- [The task] Copy the Convolvotron passage word for word, starting at the words "Simultaneously with development" and stopping after the words "HRTF-based stimuli [7,8].".

Figure 2. Left: Convolvotron card set. Right: Polhemus 
Isotrak head tracking hardware, including transmitter 
and receiver 

The novelty of the Convolvotron was that it represented 
one of the first large-scale digital convolution engines 
that could be updated quickly enough for interactive 
audio. It could dynamically spatialize up to four input 
sources at a 50 kHz sample rate using head-related 
transfer function (HRTF) FIR filtering. The HRTFs 
mapped 24 azimuth positions (every 15 degrees) on six 
elevation rings spaced by 18 degrees. Interpolated 
values were calculated and updated regularly based on 
positional data from either the head tracking hardware 
or via software interface. The number of coefficients 
used to represent left and right HRTFs reduced from 
512 coefficients to 128 coefficients proportionally as the 
number of inputs increased. Hardware limitations 
motivated initial research into HRTF “simplification”, 
whereby fewer coefficients could be used to represent 
the HRTF or provide sufficient localization cues [5]. 
Simultaneously with development of the Convolvotron, 
Wenzel formed the Spatial Auditory Display Laboratory 
at NASA Ames Research Center for the purpose of 
evaluating localization of “virtual acoustic stimuli” [6]. 
Between about 1986 and 1992, a collaborative research 
agreement was established with Frederic Wightman of 
the University of Wisconsin-Madison to provide head- 
related transfer functions and conduct collaborative 
psychoacoustic research related to the project. The 
laboratory also partially funded Dr. Wightman’ s two 


seminal works on measurement and localization of 
HRTF-based stimuli [7,8].

- [Entries provided]
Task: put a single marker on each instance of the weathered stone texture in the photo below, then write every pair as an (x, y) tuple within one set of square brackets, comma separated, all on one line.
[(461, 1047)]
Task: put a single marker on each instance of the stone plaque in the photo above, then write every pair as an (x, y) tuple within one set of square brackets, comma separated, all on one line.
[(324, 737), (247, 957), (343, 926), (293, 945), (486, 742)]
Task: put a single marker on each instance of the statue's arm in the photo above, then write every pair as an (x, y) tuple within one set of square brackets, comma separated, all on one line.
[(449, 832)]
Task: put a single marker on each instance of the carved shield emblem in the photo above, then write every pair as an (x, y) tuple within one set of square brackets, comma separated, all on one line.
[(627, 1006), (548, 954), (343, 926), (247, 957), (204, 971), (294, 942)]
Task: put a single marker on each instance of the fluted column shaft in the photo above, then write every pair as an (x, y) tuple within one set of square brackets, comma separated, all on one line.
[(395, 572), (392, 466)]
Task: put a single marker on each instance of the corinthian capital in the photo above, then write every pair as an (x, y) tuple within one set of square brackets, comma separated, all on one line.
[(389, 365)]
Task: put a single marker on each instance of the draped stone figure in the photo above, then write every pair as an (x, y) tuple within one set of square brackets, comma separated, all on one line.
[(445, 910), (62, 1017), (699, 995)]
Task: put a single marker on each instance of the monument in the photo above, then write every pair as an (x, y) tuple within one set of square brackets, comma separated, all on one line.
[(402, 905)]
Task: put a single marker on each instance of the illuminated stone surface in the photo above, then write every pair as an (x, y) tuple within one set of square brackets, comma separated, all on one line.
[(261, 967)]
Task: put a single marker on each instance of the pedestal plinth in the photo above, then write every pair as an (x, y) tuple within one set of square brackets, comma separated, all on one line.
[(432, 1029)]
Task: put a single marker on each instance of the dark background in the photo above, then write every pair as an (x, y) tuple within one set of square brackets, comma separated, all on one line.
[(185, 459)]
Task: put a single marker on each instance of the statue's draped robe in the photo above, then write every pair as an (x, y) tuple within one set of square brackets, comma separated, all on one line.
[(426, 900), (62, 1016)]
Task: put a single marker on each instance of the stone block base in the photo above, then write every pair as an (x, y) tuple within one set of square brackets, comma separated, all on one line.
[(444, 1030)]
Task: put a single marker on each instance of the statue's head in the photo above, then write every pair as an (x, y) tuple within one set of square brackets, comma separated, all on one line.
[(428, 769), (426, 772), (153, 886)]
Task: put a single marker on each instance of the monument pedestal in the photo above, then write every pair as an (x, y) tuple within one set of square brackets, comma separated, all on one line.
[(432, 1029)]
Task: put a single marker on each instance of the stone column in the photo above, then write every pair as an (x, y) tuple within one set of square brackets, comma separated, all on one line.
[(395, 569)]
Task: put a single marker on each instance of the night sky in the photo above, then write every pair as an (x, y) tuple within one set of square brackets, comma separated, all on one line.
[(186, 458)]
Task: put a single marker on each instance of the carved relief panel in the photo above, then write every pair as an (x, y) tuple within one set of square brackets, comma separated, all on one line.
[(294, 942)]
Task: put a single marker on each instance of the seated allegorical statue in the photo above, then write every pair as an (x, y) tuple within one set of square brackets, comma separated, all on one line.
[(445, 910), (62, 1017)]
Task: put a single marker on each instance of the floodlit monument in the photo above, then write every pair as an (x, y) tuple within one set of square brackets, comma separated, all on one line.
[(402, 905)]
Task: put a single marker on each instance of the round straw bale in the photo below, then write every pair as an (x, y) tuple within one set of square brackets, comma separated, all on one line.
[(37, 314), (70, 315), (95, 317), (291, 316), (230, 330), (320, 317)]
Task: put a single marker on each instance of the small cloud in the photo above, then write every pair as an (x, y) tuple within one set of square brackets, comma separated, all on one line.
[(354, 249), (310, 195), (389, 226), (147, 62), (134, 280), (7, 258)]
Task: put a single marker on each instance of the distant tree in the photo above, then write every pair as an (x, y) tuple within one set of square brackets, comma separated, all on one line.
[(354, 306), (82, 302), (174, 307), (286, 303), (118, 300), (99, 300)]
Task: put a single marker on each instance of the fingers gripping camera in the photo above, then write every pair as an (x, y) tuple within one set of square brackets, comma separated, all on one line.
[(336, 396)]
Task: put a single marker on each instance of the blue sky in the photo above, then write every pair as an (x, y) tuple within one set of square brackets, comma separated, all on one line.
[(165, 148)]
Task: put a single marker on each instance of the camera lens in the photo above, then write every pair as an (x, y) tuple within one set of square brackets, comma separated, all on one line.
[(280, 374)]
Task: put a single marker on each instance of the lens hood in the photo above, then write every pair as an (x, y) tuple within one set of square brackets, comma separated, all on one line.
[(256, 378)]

- [Right answer]
Simultaneously with development of the Convolvotron, 
Wenzel formed the Spatial Auditory Display Laboratory 
at NASA Ames Research Center for the purpose of 
evaluating localization of “virtual acoustic stimuli” [6]. 
Between about 1986 and 1992, a collaborative research 
agreement was established with Frederic Wightman of 
the University of Wisconsin-Madison to provide head- 
related transfer functions and conduct collaborative 
psychoacoustic research related to the project. The 
laboratory also partially funded Dr. Wightman’ s two 


seminal works on measurement and localization of 
HRTF-based stimuli [7,8].